• _Exercise passage_
——————

The hardest part about the new drug schedule was waiting for them to kick in.  In the past, I’ve usually had a turnover of about 2 weeks.  This time, it was just over a month, so I was really depressed as I tried to wait for things to kick in, worrying that it wouldn’t work.  Then, a few days after I was ready to give up, it was like a key turned and things were okay, at least more okay than they’d been and things were really more bearable.

The thing with my mental illness is that I really need to accept that being at 80% may be as close as I get to other people’s 100% and to measure my energies appropriately.  This is hard because there are so many things I feel I need to improve about myself--diet, exercise, weight, sleep, reading (good books, not pulp), pedagogy, scholarship, spirituality, church callings, friendships—and I don’t have the energy to focus on more than a couple things at a time.  And my obsessive brain can’t stop thinking about all the things I’m not doing, so that’s another thing, paradoxically, to work on!

——————

• _Extracted records_

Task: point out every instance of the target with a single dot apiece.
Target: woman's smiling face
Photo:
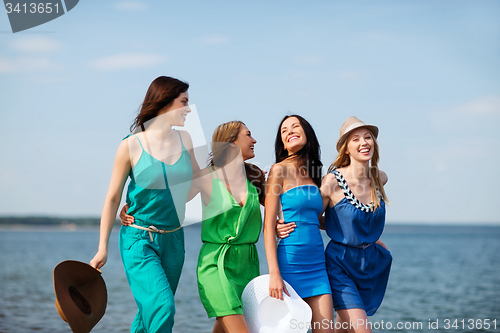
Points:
(293, 135)
(360, 144)
(245, 142)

——————

In the passage about the new drug schedule, why does the writer say it is hard to accept being at 80% and to measure energies accordingly? Answer in one to three sentences.

The writer feels there are many things to improve, including diet, exercise, weight, sleep, reading, pedagogy, scholarship, spirituality, church callings and friendships. The writer lacks the energy to focus on more than a couple of them at a time.